== LISTA DE EXERCÍCIOS ==
**1)** Copie do código de treino com optuna o trecho entre "loss = criterion(logits, labels)" e "labels = labels.to(device)", inclusive.
**2)** Por favor, liste todas as funções de métrica chamadas dentro de train_and_evaluate no código de treino com optuna.
**3)** Escreva a parte seguinte do código de treino com optuna, começando logo após a última linha mostrada.

== TRECHO DO DOCUMENTO ==
Treino e avaliação dos modelos

In [13]:
def train_and_evaluate(model, trial=None, save_path=None):
    lr = trial.suggest_float("lr", 1e-5, 1e-3, log=True) if trial is not None else 1e-4
    optimizer = optim.Adam(model.parameters(), lr=lr)
    criterion = nn.BCEWithLogitsLoss()

    best_f1 = 0.0
    best_state = None
    patience = 3
    no_improve = 0

    for epoch in range(N_EPOCHS):
        model.train()
        running_loss = 0.0
        for imgs, labels in train_loader:
            imgs = imgs.to(device)
            labels = labels.float().to(device)

            optimizer.zero_grad()
            logits = model(imgs).squeeze(1)
            loss = criterion(logits, labels)
            loss.backward()
            optimizer.step()

            running_loss += loss.item() * imgs.size(0)

        model.eval()
        preds = []
        trues = []
        with torch.no_grad():
            for imgs, labels in val_loader:
                imgs = imgs.to(device)
                labels = labels.to(device)
                logits = model(imgs).squeeze(1)
                probs = torch.sigmoid(logits)
                pred_bin = (probs > 0.5).long().cpu().numpy()
                preds.extend(pred_bin.tolist())
                trues.extend(labels.cpu().numpy().tolist())

        f1 = f1_score(trues, preds, zero_division=0)
        prec = precision_score(trues, preds, zero_division=0)
        rec  = recall_score(trues, preds, zero_division=0)

        print(f"Epoch {epoch+1}/{N_EPOCHS} - loss: {running_loss/len(train_dataset):.4f} - F1: {f1:.4f} - P: {prec:.4f} - R: {rec:.4f}")

        if f1 > best_f1:
            best_f1 = f1
            no_improve = 0
            best_state = model.state_dict()
            if save_path is not None:
                torch.save(best_state, save_path)
        else:
            no_improve += 1
            if no_improve >= patience:
                print("Early stopping.")
                break

        if trial is not None:
            trial.report(best_f1, epoch)
            if trial.should_prune():
                raise optuna.exceptions.TrialPruned()

    return best_f1, best_state

Função objetivo do optuna

In [14]:
def objective(trial):
    model = create_model(trial)
    f1, _ = train_and_evaluate(model, trial=trial, save_path=None)
    return f1

Rodar optuna

In [17]:
study = optuna.create_study(direction="maximize")
study.optimize(objective, n_trials=N_TRIALS, n_jobs=-1, show_progress_bar=True)

print("Melhor trial:", study.best_trial.params)
print("Melhor F1 obtido (val):", study.best_value)

== MATERIAL FORNECIDO ==
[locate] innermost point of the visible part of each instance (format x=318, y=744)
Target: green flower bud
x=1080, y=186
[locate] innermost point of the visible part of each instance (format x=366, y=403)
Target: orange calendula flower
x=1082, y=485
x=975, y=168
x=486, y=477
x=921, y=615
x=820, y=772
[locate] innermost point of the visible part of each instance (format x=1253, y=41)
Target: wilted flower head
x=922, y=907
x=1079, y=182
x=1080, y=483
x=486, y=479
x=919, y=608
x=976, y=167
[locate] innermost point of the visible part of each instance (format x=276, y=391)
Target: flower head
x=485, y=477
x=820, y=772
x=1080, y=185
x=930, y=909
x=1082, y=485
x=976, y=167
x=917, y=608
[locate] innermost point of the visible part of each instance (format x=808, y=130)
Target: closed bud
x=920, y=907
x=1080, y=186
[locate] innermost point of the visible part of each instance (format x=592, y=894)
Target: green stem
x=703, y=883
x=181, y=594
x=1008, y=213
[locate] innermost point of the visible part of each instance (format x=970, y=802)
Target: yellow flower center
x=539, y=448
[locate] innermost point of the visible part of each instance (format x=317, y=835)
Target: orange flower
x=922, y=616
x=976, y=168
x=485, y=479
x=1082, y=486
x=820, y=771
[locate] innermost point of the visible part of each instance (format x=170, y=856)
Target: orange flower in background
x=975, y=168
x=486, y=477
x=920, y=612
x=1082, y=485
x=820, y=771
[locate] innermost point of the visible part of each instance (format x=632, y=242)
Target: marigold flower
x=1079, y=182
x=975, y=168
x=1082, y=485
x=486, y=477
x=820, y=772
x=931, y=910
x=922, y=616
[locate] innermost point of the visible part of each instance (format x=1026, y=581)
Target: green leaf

== RESPOSTAS ==
**1)**
loss = criterion(logits, labels)
            loss.backward()
            optimizer.step()

            running_loss += loss.item() * imgs.size(0)

        model.eval()
        preds = []
        trues = []
        with torch.no_grad():
            for imgs, labels in val_loader:
                imgs = imgs.to(device)
                labels = labels.to(device)

**2)**
f1_score
precision_score
recall_score

**3)**
Coletando melhor modelo do estudo de hiperparâmetros

In [16]:
best_params = study.best_trial.params
class Dummy:
    def __init__(self, params):
        self.params = params
    def suggest_float(self, *args, **kwargs):
        return self.params.get("lr", 1e-4)
    def suggest_categorical(self, name, choices):
        return self.params.get("model_type", choices[0])

dummy_trial = Dummy(best_params)
final_model = create_model(dummy_trial)
best_model_path = "best_model_final.pth"
best_f1, best_state = train_and_evaluate(final_model, trial=None, save_path=best_model_path)
print("Final F1 (val):", best_f1)
print("Best model saved to:", best_model_path)
Epoch 1/20 - loss: 0.5652 - F1: 0.4317 - P: 0.3053 - R: 0.7365
Epoch 2/20 - loss: 0.4471 - F1: 0.5226 - P: 0.4029 - R: 0.7432
Epoch 3/20 - loss: 0.3927 - F1: 0.4959 - P: 0.4155 - R: 0.6149
Epoch 4/20 - loss: 0.3358 - F1: 0.4978 - P: 0.3709 - R: 0.7568
Epoch 5/20 - loss: 0.2652 - F1: 0.5101 - P: 0.5067 - R: 0.5135
Early stopping.
Final F1 (val): 0.5225653206650831
Best model saved to: best_model_final.pth

Avaliação “final”

In [17]:
if best_state is not None:
    final_model.load_state_dict(best_state)

final_model.eval()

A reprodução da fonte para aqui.